Teks Ekstraksi:
3. Proses pendidikan.
Ia mengatakan, “An alarmingly high number of
graduates say that their Christian day-school
was oppressive and
arbitrary…What they saw was only the heavy hand of conformity…
They did
not see opened up before them an exciting future in God’s service but
only the dreary
prospect of having to conform to the system.”
Dari enam keprihatinan, empat keterbatasan dan tiga krisis di atas
terlihat kompleksitas pendidikan
teologi. Kemampuan akademik adalah
salah satu unsur utama dalam proses pembentukan seorang mahasiswa
teologi. Memang dalam praktek dan pelayanan di gereja, misalnya,
kemampuan
akademik saja tidak dapat menentukan keberhasilan seorang
lulusan sekolah teologi. Namun,
tanpa kemampuan akademis yang baik
pelayanan juga tidak menghasilkan buah yang baik pula. Permasalahannya
adalah, sebagaimana dikatakan oleh Dr. Pilimon, respon yang diberikan
terhadap
semua hal di atas seringkali bersifat reaktif.
Pilimon mengakui bahwa sulitnya menyiapkan seseorang menjadi seorang
hamba Tuhan yang
berkarakter baik dan yang juga dapat melayani dengan
baik. Ia melihat ada tiga kesulitan:[7]
1. Tidak mudah mengajar para calon rohaniwan mengenai “biblika,”

Data yang Diberikan:
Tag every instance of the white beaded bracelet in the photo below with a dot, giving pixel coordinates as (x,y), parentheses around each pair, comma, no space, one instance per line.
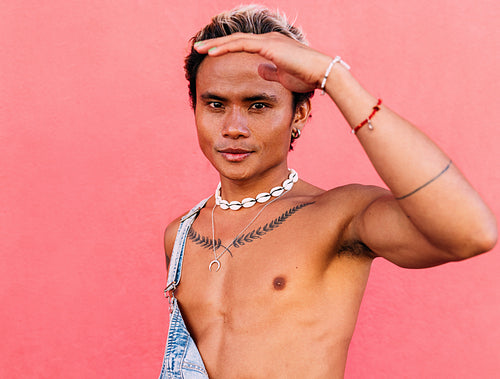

Pekerjaan yang Diminta:
a. Kutiplah sebagian teks tentang pendidikan teologi, mulai dari kata-kata yang memuat "Dari enam keprihatinan, empat" dan berhenti setelah "seringkali bersifat reaktif.".
b. Menurut teks tentang pendidikan teologi, apa yang disebut sebagai salah satu unsur utama dalam proses pembentukan seorang mahasiswa teologi?
c. Tuliskan lanjutan teks tentang pendidikan teologi setelah kalimat terakhir yang ditampilkan.

Hasil per Tugas:
a.
Dari enam keprihatinan, empat keterbatasan dan tiga krisis di atas
terlihat kompleksitas pendidikan
teologi. Kemampuan akademik adalah
salah satu unsur utama dalam proses pembentukan seorang mahasiswa
teologi. Memang dalam praktek dan pelayanan di gereja, misalnya,
kemampuan
akademik saja tidak dapat menentukan keberhasilan seorang
lulusan sekolah teologi. Namun,
tanpa kemampuan akademis yang baik
pelayanan juga tidak menghasilkan buah yang baik pula. Permasalahannya
adalah, sebagaimana dikatakan oleh Dr. Pilimon, respon yang diberikan
terhadap
semua hal di atas seringkali bersifat reaktif.

b. Kemampuan akademik.

c.
sejarah gereja, teologi
sistematika, dan teologi praktika sampai mereka
memiliki keterampilan untuk menginterpretasi-
kannya ke dalam konteks hidup sehari-hari.
2. Tidak mudah mengajar para calon rohaniwan memahami gereja atau
jemaat, yang mencakup
apa masalah gereja sendiri, bagaimana mengelola
dan menggembalakan jemaat dan bagaimana
jemaat bergereja; bagaimana
konteks kehidupan jemaat sehari-hari, pribadi maupun kelompok,
apa masalahnya, bagaimana mereka sebagai orang Kristen menghadapi
masalah-masalah
tersebut; bantuan apa yang mereka perlukan dari
rohaniwan sebagai gembala dan
pemimpin-pelayan
3. Tidak mudah mengajarkan dan menyeimbangkan secara utuh ketiga
ranah kualifikasi (kognitif,
afektif, praksis) yang harus dimiliki
seorang rohaniwan; khususnya mengajarkan ranah afektif
yang tidak mudah dievaluasi baik di kampus maupun di tempat magang.
Secara internal, pendidikan teologi harus terus mengevaluasi seluruh
proses yang terkait dengan pembentukan para pelayan Tuhan yang siap
melayani di ladang-Nya. Persiapan dan pembentukan
yang mereka terima
tidaklah serta merta dipahami dan diterima secara sama, apalagi dalam
aplikasinya di lapangan/ladang pelayanan. Perlu melihat kecenderungan
yang berkembang di luar
pendidikan teologi yang secara tidak kentara
telah memberikan dampak yang besar terhadap
pemikiran yang berkembang di
lembaga pendidikan teologi. Pembahasan selanjutnya adalah
bagaimana
pengaruh pascamodern terhadap pendidikan teologi.
Pascamodern dan Pendidikan Teologi
Di era pascamodern, aspek akademik berada dalam dimensi yang baru.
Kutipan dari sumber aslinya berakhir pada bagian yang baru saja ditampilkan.